== LISTED RECORDS
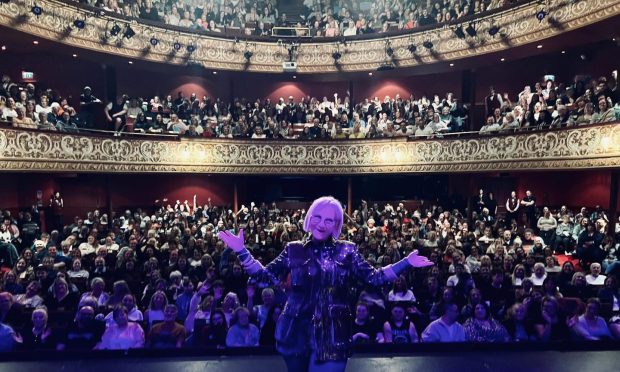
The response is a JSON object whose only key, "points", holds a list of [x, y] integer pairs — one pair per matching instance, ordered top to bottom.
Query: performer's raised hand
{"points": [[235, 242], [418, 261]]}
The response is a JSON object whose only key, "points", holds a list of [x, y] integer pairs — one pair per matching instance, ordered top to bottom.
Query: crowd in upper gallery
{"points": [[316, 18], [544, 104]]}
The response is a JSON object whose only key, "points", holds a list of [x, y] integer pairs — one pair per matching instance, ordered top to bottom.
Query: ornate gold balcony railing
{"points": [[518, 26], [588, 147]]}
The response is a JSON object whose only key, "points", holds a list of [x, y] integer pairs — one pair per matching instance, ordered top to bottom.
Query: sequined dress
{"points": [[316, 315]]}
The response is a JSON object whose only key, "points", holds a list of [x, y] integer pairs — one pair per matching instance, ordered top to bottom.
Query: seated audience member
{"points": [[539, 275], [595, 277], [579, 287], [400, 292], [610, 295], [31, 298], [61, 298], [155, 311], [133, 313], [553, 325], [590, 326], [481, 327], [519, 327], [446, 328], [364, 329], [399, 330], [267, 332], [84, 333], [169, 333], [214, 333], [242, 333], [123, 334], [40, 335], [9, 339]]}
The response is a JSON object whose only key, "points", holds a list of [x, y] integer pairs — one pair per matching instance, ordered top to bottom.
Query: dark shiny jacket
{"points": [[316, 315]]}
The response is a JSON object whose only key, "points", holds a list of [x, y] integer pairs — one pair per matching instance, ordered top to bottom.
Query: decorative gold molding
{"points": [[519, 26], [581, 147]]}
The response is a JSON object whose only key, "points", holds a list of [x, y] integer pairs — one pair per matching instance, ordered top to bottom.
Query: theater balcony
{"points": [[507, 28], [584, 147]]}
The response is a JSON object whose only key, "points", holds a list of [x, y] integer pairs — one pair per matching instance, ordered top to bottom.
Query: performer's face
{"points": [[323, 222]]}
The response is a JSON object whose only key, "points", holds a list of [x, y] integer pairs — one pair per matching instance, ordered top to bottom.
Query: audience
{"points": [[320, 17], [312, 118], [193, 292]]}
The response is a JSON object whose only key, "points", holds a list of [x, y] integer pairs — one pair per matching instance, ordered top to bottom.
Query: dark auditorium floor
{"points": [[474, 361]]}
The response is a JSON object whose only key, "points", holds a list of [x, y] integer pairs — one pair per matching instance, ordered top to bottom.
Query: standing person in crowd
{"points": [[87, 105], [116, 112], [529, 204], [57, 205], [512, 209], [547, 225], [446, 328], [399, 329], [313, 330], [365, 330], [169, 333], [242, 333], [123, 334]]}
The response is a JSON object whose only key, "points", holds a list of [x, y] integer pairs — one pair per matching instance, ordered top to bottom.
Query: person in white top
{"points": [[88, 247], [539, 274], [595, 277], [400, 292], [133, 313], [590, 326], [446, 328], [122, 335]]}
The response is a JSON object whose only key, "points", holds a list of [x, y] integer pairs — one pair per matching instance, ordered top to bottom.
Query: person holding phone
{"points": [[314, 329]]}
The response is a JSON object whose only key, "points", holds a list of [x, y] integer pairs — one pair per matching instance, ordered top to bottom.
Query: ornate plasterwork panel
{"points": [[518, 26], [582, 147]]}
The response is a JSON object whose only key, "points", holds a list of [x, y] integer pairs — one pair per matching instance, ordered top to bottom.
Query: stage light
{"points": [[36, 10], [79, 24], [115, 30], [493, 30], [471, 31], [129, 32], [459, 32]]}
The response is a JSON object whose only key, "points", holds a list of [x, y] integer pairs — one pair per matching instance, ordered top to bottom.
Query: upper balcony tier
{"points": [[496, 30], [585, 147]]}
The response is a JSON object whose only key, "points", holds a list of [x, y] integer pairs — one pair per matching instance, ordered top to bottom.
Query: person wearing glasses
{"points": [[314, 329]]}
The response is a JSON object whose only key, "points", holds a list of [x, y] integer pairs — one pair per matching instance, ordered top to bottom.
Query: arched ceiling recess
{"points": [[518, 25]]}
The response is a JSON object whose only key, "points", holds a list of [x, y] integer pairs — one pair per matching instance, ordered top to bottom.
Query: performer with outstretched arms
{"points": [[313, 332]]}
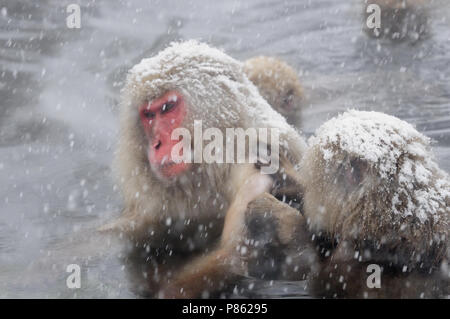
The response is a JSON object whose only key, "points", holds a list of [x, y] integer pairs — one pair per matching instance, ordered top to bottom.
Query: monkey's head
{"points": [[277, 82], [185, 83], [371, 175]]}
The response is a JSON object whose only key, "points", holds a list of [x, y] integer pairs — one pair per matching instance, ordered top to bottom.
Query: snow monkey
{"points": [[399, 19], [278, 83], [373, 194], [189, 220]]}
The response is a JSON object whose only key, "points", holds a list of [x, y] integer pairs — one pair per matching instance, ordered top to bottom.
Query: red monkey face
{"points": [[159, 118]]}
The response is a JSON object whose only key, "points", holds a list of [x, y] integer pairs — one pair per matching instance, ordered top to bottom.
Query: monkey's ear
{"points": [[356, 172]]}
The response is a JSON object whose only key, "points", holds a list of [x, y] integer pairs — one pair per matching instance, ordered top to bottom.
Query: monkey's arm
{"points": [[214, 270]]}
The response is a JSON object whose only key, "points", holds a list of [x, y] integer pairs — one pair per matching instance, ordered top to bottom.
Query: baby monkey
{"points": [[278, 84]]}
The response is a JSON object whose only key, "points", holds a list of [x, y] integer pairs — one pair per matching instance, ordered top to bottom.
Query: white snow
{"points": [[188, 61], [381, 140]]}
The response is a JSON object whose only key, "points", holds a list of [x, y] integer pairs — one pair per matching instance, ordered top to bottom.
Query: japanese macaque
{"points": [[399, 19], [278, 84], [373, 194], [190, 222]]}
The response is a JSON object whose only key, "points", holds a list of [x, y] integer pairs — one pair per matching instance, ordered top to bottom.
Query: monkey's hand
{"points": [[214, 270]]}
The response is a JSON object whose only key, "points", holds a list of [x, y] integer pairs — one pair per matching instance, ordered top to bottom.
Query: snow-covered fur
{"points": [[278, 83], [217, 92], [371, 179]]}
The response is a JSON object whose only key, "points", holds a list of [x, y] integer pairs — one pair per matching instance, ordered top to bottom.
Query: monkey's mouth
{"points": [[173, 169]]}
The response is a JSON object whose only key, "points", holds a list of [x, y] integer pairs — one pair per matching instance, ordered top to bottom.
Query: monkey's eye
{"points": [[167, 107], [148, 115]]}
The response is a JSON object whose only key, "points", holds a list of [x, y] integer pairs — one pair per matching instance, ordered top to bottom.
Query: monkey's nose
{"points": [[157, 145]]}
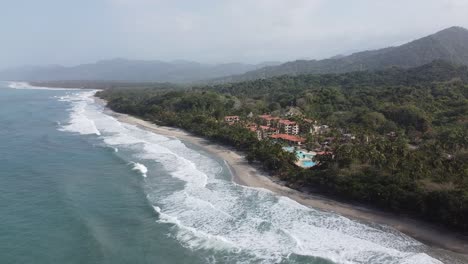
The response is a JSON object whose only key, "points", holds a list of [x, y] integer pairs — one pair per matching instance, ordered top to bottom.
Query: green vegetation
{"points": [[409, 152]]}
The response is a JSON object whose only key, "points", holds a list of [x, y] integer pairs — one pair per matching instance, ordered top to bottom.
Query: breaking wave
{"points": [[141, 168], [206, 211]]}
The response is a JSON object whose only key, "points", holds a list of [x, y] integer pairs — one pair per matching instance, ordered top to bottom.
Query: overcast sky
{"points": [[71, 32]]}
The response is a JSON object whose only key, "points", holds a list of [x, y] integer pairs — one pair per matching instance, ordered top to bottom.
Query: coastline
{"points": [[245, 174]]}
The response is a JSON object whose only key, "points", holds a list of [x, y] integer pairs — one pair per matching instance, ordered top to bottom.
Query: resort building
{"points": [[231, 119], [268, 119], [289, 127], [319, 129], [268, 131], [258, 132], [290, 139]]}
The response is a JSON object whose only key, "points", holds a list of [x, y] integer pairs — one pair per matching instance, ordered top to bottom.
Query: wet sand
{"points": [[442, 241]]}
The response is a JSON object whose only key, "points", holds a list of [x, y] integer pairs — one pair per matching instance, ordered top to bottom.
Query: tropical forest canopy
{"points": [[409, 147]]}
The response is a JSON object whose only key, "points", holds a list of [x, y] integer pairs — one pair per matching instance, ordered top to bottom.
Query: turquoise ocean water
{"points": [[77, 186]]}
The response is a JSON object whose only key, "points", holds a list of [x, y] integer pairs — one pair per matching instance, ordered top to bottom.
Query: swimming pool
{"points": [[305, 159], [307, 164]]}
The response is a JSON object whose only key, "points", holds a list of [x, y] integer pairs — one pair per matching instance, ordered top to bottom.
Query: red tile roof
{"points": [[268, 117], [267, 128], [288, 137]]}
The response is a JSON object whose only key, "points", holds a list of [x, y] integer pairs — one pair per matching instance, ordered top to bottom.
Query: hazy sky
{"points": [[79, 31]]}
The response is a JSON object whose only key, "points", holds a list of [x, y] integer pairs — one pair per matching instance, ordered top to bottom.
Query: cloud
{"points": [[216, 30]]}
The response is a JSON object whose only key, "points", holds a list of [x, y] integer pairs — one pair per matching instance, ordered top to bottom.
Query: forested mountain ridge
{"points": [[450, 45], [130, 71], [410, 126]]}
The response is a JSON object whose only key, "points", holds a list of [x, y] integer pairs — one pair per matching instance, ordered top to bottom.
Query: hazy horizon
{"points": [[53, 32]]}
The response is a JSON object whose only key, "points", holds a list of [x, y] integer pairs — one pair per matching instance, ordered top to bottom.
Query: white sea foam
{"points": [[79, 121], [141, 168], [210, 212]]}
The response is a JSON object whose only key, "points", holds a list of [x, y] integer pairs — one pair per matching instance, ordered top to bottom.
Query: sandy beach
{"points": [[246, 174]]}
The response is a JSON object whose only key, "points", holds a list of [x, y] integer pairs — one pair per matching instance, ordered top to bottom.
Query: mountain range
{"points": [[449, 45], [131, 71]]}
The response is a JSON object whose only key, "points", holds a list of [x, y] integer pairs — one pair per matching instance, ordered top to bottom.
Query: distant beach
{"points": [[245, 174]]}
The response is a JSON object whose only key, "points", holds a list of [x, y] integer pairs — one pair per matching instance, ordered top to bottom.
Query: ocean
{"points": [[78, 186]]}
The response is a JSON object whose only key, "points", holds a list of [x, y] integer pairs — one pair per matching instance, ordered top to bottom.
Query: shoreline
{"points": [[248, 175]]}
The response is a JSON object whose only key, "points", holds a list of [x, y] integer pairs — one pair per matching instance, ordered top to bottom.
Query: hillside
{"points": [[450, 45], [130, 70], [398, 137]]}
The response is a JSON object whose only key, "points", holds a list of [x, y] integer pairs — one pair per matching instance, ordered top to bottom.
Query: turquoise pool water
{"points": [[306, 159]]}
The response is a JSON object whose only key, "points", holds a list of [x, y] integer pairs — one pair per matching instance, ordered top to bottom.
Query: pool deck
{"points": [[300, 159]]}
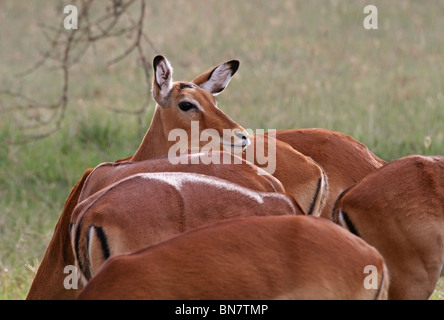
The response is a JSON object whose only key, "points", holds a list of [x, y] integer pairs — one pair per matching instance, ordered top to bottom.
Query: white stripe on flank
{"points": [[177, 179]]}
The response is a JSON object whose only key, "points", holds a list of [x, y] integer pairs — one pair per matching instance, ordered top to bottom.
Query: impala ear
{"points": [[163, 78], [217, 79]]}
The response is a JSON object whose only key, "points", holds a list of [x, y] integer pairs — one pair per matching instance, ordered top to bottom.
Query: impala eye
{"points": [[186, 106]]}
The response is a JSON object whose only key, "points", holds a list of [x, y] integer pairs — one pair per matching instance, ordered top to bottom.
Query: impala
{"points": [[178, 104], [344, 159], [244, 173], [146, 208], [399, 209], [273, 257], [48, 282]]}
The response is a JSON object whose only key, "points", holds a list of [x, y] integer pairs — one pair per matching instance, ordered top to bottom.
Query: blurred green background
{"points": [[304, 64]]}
====
*EXERCISE OBJECTIVE:*
How many lines of the records contain the word "beach"? Reply with the number alone.

*WORKED SOLUTION:*
2